___ The records ___

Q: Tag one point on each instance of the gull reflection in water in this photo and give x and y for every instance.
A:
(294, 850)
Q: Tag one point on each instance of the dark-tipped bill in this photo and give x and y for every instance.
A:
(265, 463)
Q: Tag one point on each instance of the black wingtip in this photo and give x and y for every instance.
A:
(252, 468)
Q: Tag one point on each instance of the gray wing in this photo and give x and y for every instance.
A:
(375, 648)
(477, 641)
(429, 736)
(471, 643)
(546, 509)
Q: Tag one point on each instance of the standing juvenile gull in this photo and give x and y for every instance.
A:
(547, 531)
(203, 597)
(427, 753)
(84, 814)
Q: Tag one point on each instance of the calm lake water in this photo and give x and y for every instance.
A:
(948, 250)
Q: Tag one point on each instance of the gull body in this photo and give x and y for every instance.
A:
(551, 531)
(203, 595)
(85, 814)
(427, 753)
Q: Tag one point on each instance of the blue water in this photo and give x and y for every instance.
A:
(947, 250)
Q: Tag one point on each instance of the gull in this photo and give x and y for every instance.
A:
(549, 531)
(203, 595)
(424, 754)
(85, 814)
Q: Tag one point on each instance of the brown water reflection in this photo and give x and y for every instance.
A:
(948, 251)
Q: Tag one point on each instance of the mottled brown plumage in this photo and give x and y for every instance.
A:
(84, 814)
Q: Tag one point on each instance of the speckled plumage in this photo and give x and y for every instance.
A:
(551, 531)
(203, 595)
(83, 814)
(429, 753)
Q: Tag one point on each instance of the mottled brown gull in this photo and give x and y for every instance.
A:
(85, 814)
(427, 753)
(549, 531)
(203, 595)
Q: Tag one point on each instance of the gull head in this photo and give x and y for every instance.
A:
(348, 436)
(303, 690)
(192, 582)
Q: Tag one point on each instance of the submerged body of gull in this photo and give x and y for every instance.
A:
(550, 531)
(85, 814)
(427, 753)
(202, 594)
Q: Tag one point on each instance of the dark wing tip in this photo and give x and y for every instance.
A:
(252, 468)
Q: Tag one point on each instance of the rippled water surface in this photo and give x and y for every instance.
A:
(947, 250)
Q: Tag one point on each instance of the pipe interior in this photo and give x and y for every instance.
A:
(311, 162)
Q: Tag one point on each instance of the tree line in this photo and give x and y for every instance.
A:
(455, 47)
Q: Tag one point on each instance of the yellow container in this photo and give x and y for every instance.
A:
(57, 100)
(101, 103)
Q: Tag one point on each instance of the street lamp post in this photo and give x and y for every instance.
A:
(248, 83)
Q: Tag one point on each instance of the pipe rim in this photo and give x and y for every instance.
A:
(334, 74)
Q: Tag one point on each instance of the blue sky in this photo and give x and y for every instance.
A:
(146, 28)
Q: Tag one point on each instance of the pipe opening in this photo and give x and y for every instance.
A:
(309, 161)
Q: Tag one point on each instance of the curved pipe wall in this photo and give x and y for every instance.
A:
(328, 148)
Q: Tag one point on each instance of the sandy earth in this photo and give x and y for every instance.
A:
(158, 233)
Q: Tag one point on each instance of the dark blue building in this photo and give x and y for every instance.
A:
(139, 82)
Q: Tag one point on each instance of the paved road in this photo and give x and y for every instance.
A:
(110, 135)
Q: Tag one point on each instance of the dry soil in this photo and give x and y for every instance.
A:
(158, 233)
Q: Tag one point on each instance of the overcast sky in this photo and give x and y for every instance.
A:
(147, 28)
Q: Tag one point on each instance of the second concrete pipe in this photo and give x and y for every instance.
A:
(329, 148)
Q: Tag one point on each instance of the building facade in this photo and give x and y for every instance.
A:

___

Reproduce all of the material above word for word.

Q: Tag one point on each instance of the gull reflection in water in this photo and give x and y for every instance.
A:
(294, 850)
Q: Tag one point on each instance of the dark-tipped bill in this photo and give x and y for every instance.
A:
(265, 463)
Q: Tag one point on each instance of the black wingtip in this photo and give x and y for every instance.
A:
(252, 468)
Q: Tag one point on each instance of the gray wing in this photo and give x and y for every instance.
A:
(375, 648)
(477, 641)
(429, 736)
(471, 643)
(546, 509)
Q: Tag one point on each instance of the standing juvenile gull in this photo and give x and y for every instance.
A:
(547, 531)
(203, 597)
(427, 753)
(84, 814)
Q: Tag one point on each instance of the calm lake water in this photo and give x and y for every instance.
A:
(948, 250)
Q: Tag one point on each instance of the gull body in this photo and give x and y for every instance.
A:
(551, 531)
(203, 595)
(85, 814)
(427, 753)
Q: Tag one point on each instance of the blue water in this photo and give x and y for every instance.
A:
(947, 250)
Q: Tag one point on each instance of the gull in this photo and give x and y for every instance.
A:
(549, 531)
(203, 595)
(424, 754)
(85, 814)
Q: Tag one point on each instance of the brown water reflection in this photo and give x and y for every instance.
A:
(948, 251)
Q: Tag one point on each instance of the mottled brown plumage in this photo and give x and y for every instance.
A:
(84, 814)
Q: Tag one point on each instance of the speckled plumage in this photo and give x and y for every instance.
A:
(551, 531)
(203, 595)
(83, 814)
(429, 753)
Q: Tag one point on each instance of the mottled brown gull in this photo and give x and y for every instance.
A:
(85, 814)
(427, 753)
(549, 531)
(203, 595)
Q: Tag one point on each instance of the gull head in this photo and give x and y for every instance.
A:
(348, 436)
(303, 690)
(192, 582)
Q: Tag one point on each instance of the submerged body of gull in this photo and give x and y for every instance.
A:
(550, 531)
(85, 814)
(427, 753)
(202, 594)
Q: Tag one point on each instance of the dark wing tip in this photo and give x and y for every instance.
A:
(252, 468)
Q: Tag one point on each instance of the rippled water surface in this photo and give x and y for every instance.
A:
(947, 250)
Q: Tag one point on each instance of the pipe interior in this photo and give x and y for every instance.
A:
(311, 162)
Q: Tag one point on each instance of the tree line in this photo and give x and y for every instance.
A:
(455, 47)
Q: Tag one point on each instance of the yellow container in this photo and give x and y for every instance.
A:
(57, 100)
(101, 103)
Q: Tag one point on each instance of the street lamp post in this photo and give x and y for every instance.
A:
(248, 83)
Q: Tag one point on each instance of the pipe rim in this photo and give x and y for every instance.
A:
(334, 74)
Q: Tag one point on each instance of the blue sky in this photo and give x and y for every instance.
A:
(146, 28)
Q: Tag one point on each instance of the pipe opening in this photo and give x and y for every instance.
A:
(309, 161)
Q: Tag one point on each instance of the curved pipe wall in this photo and give x and y for every instance.
A:
(328, 148)
Q: Tag one point on each instance of the sandy earth in this photo and give x and y for every instance.
A:
(158, 233)
Q: Tag one point on each instance of the dark blue building in this photo and give x and y for every instance.
A:
(139, 82)
Q: Tag one point on each instance of the paved road in this photo and give x and y for every instance.
A:
(110, 135)
Q: Tag one point on each instance of the dry soil in this photo and give x and y for every instance.
A:
(158, 233)
Q: Tag one point on each instance of the overcast sky in this photo and give x and y for every instance.
A:
(147, 28)
Q: Tag one point on each instance of the second concrete pipe in this photo and give x and y for every instance.
A:
(329, 148)
Q: Tag one point on each instance of the building facade in this photo and give x and y for every instance.
A:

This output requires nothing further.